**Given request:** Rewrite the data below, switching every "evaluation set" to "test set" and leaving everything else the same.

-------- Data for this exercise

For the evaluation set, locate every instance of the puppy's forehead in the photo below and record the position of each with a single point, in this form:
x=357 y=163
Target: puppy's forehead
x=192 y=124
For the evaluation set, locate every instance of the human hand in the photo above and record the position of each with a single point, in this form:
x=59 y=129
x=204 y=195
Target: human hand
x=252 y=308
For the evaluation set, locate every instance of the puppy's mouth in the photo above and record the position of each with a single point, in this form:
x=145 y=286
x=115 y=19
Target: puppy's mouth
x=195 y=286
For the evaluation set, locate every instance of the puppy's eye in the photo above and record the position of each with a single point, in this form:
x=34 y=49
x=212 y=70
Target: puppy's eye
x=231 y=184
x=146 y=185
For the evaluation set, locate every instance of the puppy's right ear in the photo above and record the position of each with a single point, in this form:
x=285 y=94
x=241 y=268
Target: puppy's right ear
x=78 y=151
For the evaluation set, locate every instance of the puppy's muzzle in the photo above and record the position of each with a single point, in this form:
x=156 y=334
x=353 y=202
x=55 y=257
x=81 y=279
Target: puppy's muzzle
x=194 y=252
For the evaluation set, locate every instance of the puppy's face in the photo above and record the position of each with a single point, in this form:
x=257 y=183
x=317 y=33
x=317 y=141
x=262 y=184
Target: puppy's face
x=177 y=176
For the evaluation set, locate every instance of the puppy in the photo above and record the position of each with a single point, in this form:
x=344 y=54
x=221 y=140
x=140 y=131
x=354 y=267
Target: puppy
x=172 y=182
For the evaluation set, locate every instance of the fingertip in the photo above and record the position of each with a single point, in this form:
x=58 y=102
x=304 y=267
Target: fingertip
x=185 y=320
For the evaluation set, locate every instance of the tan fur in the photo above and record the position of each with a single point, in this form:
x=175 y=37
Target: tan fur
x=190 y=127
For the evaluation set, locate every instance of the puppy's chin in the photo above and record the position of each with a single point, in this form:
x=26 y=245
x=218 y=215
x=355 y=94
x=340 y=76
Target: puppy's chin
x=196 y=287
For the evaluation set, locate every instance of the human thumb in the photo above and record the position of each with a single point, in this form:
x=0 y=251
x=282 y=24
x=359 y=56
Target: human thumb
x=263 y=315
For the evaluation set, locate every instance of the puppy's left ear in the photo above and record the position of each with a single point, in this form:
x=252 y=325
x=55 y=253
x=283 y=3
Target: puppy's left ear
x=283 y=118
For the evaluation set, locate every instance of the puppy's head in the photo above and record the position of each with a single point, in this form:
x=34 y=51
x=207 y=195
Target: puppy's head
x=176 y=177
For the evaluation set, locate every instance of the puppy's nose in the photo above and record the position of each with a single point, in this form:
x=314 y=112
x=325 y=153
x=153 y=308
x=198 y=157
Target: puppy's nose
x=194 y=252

----------------

**Response:**
For the test set, locate every instance of the puppy's forehead in the photo below and record the position of each with a single point, in this form:
x=357 y=163
Target: puppy's forehead
x=192 y=124
For the test set, locate every instance of the human hand in the photo above and record the position of each with a single point, in this form:
x=59 y=129
x=204 y=195
Target: human hand
x=252 y=308
For the test set, locate every instance of the puppy's mouth in the photo above and record the position of each with a single point, in this form:
x=145 y=286
x=115 y=19
Target: puppy's mouth
x=195 y=286
For the test set, locate every instance of the puppy's eye in the photo above and record the position of each with a single point, in this form:
x=34 y=49
x=212 y=70
Target: puppy's eye
x=231 y=184
x=146 y=185
For the test set, locate every instance of the puppy's right ear in the photo above and record the position of each with a single point, in this form:
x=285 y=94
x=241 y=268
Target: puppy's right ear
x=78 y=151
For the test set, locate every instance of the puppy's muzzle in the photo above and record the position of each with a single point, in this form:
x=156 y=334
x=353 y=202
x=55 y=257
x=81 y=279
Target: puppy's muzzle
x=194 y=252
For the test set, locate every instance of the puppy's face in the photo above and record the position of each with a single point, in this form:
x=257 y=183
x=317 y=33
x=317 y=141
x=262 y=184
Target: puppy's face
x=177 y=176
For the test set, locate every instance of the puppy in the photo above and record the position of each with a single point, in this form:
x=344 y=54
x=221 y=140
x=140 y=131
x=354 y=267
Target: puppy
x=172 y=182
For the test set, locate every instance of the fingertip in the photo above and record the position of each with a single point, in this form:
x=58 y=102
x=304 y=267
Target: fingertip
x=185 y=320
For the test set, locate every instance of the tan fur in the photo above and record the position of each with a single point, in this form:
x=175 y=37
Target: tan fur
x=190 y=127
For the test set, locate every instance of the puppy's chin in the photo above and record the position of each with a single point, in this form:
x=26 y=245
x=218 y=215
x=355 y=94
x=340 y=76
Target: puppy's chin
x=196 y=287
For the test set, locate every instance of the human thumb in the photo above and record the position of each with a single point, in this form:
x=0 y=251
x=282 y=24
x=359 y=56
Target: human thumb
x=263 y=315
For the test set, locate every instance of the puppy's left ear in the photo above and record the position of each with a single point, in this form:
x=252 y=325
x=55 y=253
x=283 y=3
Target: puppy's left ear
x=283 y=118
For the test set, locate every instance of the puppy's head in the photo above and record the position of each with a single point, in this form:
x=34 y=51
x=207 y=195
Target: puppy's head
x=176 y=177
For the test set, locate every instance of the puppy's nose in the photo above and record the position of each with a single point, in this form:
x=314 y=112
x=325 y=153
x=153 y=308
x=198 y=157
Target: puppy's nose
x=194 y=252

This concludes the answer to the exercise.